• **GOAL OF THE EXERCISE**: Extract the entries word for word, from their beginning through the line containing "box: [209, 183, 220, 221]", with both ends included. Leave the picture out of your answer.

• **TASK INPUT**:
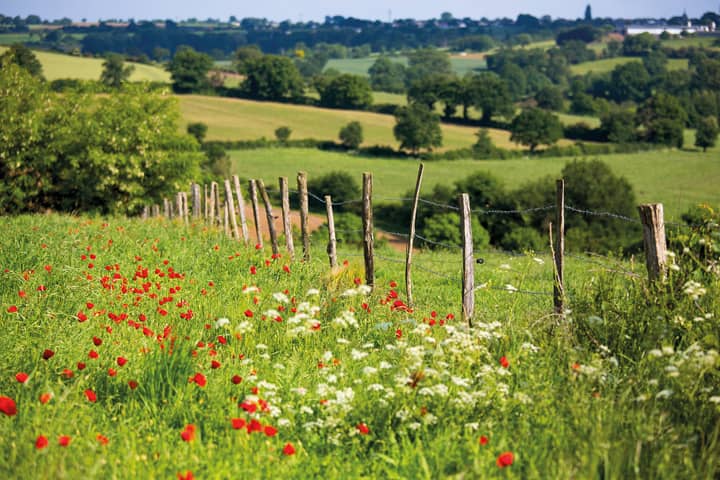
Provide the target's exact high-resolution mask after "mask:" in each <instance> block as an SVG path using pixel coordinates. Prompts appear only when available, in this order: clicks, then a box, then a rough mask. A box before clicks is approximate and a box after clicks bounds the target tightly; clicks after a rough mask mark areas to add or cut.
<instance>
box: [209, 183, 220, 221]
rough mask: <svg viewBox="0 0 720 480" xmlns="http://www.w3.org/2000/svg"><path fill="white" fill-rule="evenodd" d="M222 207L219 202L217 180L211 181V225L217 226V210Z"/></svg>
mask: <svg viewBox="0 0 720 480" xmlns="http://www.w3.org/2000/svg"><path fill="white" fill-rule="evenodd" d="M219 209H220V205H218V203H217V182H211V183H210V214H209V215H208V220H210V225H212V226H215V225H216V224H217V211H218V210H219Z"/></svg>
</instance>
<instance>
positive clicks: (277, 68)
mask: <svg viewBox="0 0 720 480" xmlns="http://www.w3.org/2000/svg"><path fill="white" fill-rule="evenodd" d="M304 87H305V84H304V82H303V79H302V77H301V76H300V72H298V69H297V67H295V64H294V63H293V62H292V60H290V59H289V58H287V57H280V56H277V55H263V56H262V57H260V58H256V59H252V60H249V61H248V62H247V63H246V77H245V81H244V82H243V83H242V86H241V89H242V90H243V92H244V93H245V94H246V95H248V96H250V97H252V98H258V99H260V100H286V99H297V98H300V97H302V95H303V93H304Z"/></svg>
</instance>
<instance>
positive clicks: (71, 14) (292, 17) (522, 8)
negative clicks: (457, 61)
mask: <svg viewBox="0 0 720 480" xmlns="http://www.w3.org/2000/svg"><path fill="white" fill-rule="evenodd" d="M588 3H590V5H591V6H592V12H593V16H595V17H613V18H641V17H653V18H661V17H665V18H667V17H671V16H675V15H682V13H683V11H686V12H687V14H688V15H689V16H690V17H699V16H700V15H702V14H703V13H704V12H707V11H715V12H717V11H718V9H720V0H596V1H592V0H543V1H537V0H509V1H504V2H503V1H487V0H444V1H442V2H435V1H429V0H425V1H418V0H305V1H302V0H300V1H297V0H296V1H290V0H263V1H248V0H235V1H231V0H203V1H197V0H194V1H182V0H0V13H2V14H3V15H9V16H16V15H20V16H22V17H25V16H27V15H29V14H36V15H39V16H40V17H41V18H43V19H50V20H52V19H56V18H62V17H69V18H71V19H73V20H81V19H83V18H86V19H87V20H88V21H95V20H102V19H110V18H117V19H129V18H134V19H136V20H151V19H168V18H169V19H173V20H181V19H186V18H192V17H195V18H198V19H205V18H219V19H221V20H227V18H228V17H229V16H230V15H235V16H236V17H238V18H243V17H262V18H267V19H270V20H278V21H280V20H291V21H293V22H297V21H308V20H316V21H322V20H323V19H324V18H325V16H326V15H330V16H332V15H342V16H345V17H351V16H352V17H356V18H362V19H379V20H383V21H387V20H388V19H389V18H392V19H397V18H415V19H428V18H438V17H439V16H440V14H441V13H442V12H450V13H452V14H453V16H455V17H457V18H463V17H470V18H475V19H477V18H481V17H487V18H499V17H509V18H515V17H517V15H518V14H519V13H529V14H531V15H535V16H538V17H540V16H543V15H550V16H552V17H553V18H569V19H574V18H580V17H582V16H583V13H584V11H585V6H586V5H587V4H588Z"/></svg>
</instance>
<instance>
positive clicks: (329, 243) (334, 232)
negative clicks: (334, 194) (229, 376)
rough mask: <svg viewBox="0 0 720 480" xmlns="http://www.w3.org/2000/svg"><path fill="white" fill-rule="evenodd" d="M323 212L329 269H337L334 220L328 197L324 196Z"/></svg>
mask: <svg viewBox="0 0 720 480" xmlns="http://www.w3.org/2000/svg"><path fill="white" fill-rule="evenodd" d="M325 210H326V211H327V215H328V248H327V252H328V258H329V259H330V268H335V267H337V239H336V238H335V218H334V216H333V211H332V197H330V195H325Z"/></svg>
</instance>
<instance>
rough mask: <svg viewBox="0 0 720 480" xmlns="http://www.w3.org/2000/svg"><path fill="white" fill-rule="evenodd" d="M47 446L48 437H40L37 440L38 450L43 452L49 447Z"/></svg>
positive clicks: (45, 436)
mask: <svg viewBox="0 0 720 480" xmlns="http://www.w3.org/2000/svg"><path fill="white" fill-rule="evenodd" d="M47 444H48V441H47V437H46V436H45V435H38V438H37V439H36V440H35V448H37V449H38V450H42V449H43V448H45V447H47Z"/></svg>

• **ANSWER SECTION**:
Provide the target's exact high-resolution mask after "mask:" in each <instance> block as an SVG path using pixel coordinates. Prompts appear only when available, in this order: clicks, then a box, then a rough mask. A box before clicks is approximate and a box after clicks bounds the target tightly; clicks after a rough mask mark areas to add or cut.
<instance>
box: [209, 183, 220, 221]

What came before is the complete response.